-------- DATA FOR PROCESSING

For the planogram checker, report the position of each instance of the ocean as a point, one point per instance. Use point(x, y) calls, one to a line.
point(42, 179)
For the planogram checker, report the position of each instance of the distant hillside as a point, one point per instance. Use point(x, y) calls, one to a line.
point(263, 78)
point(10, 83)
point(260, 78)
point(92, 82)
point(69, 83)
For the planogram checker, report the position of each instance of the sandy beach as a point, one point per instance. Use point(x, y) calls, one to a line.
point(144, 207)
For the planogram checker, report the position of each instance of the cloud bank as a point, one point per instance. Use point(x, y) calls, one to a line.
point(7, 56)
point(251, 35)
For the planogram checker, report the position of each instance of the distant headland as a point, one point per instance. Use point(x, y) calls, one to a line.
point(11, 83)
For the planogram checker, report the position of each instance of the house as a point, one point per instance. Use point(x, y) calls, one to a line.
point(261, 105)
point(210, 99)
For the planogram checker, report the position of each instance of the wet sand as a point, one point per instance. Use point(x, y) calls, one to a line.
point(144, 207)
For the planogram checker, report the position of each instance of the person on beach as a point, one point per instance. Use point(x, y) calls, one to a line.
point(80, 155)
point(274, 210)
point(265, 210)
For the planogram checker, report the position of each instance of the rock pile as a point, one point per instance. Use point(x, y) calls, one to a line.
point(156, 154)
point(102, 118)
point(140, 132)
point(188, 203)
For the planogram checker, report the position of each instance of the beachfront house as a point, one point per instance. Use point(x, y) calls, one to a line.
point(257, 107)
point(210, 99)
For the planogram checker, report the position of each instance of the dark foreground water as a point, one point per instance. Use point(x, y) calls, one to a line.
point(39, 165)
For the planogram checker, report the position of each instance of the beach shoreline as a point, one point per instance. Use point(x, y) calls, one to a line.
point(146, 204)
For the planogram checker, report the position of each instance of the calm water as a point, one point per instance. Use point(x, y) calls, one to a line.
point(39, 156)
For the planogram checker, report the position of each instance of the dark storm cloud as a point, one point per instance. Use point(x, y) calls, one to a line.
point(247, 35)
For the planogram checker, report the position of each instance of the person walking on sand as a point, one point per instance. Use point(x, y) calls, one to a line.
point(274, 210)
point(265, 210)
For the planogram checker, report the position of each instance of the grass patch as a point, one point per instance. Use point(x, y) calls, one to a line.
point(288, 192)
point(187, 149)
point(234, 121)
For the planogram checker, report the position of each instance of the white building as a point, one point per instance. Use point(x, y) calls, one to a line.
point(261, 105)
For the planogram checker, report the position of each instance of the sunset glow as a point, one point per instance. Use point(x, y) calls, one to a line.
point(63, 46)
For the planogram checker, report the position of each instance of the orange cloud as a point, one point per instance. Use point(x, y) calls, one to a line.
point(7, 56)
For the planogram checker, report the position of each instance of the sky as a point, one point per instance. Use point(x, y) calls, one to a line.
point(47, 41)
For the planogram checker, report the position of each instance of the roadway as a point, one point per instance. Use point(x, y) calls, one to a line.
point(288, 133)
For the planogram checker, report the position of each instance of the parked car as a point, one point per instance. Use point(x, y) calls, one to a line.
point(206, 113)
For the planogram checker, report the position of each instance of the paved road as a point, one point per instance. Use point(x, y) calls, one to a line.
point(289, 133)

----------------

**WHAT THE TASK ASKS:** Copy out all the items above, renaming "planogram checker" to "shelf audit tool" wherever it appears and keeping every other word the same.

**EXERCISE RESPONSE:**
For the shelf audit tool, report the position of each instance of the ocean as a point, one point per instance. Use point(x, y) calls, one to a line.
point(42, 179)
For the shelf audit tool, report the position of each instance of the distant hillside as a point, one point per instance. Use point(x, y) calls, one to a line.
point(263, 78)
point(10, 83)
point(260, 78)
point(92, 82)
point(69, 83)
For the shelf audit tool, report the position of each instance of the sandy beach as a point, one point per instance. Use point(x, y) calls, one to a line.
point(144, 207)
For the shelf audit tool, report the position of each instance of the cloud bank as a point, one point per instance. Use point(x, y) calls, one to a line.
point(7, 56)
point(251, 35)
For the shelf audit tool, report the position of each instance of the distant headland as a point, one point per instance. Use point(x, y) calls, one to a line.
point(11, 83)
For the shelf audit tool, report the position of each instance of the house as a point, one point per instance. Use point(x, y) calls, one to a line.
point(261, 105)
point(210, 99)
For the shelf audit tool, report the position of each instance of the wet sand as a point, one point per instance. Use point(x, y) calls, one to a line.
point(144, 207)
For the shelf audit tool, report the position of each instance of the person on beach as a point, one point per instance. Use point(x, y) calls, one to a line.
point(80, 155)
point(274, 210)
point(265, 210)
For the shelf audit tool, report the position of each instance of the rock pile as a point, one point per instance. Use point(x, y) calls, one to a line.
point(156, 154)
point(102, 118)
point(140, 132)
point(188, 203)
For the shelf audit tool, report the position of each instance of the beachfront house as a point, one point per instance. Use point(x, y) calls, one to a line.
point(257, 107)
point(210, 99)
For the shelf audit tool, report the position of each instance of the dark foreground water as a point, one point per instance. Use point(x, y) calls, one to a line.
point(39, 165)
For the shelf audit tool, report the position of each instance of the beach shoreline as a point, one point per instance. Use point(x, y) calls, one to a line.
point(146, 204)
For the shelf audit tool, report the position of each instance of the calm water as a point, one point per instance. Use point(x, y) calls, one to a line.
point(39, 156)
For the shelf audit tool, report the position of each instance of the dark storm cloud as a point, one point per instance. Use point(x, y) calls, one to a line.
point(247, 35)
For the shelf audit tool, report the position of each instance of the person walking on sand as a point, one point per instance. Use point(x, y) calls, one to a line.
point(274, 210)
point(265, 210)
For the shelf audit tool, report the position of each instance of the grass patch as a point, one point per instance. Use point(x, y) calls, one to a line.
point(288, 192)
point(187, 149)
point(234, 121)
For the shelf audit tool, report the position of each instance of the white building as a point, one point per instance. Use point(x, y) calls, one to a line.
point(261, 105)
For the shelf audit tool, report the position of each instance of the sunset glow as a point, one point per instance. Use point(x, y) calls, one to a line.
point(63, 46)
For the shelf audit tool, report the position of each instance of the orange cloud as a point, one point per instance. Use point(x, y) calls, one to a line.
point(7, 56)
For the shelf audit tool, report the position of each instance of the sky as a point, one point per instance. Use point(x, y) calls, one to a line.
point(47, 41)
For the shelf audit tool, report the position of each instance of the roadway as a point, one point per instance. Use point(x, y) calls, one to a line.
point(288, 133)
For the shelf audit tool, report the position of each instance of the parked car as a point, one point per instance. Use point(x, y) calls, one to a line.
point(206, 113)
For the shelf audit tool, report the position of each instance of the paved road as a point, one point per instance. Use point(x, y) calls, one to a line.
point(289, 133)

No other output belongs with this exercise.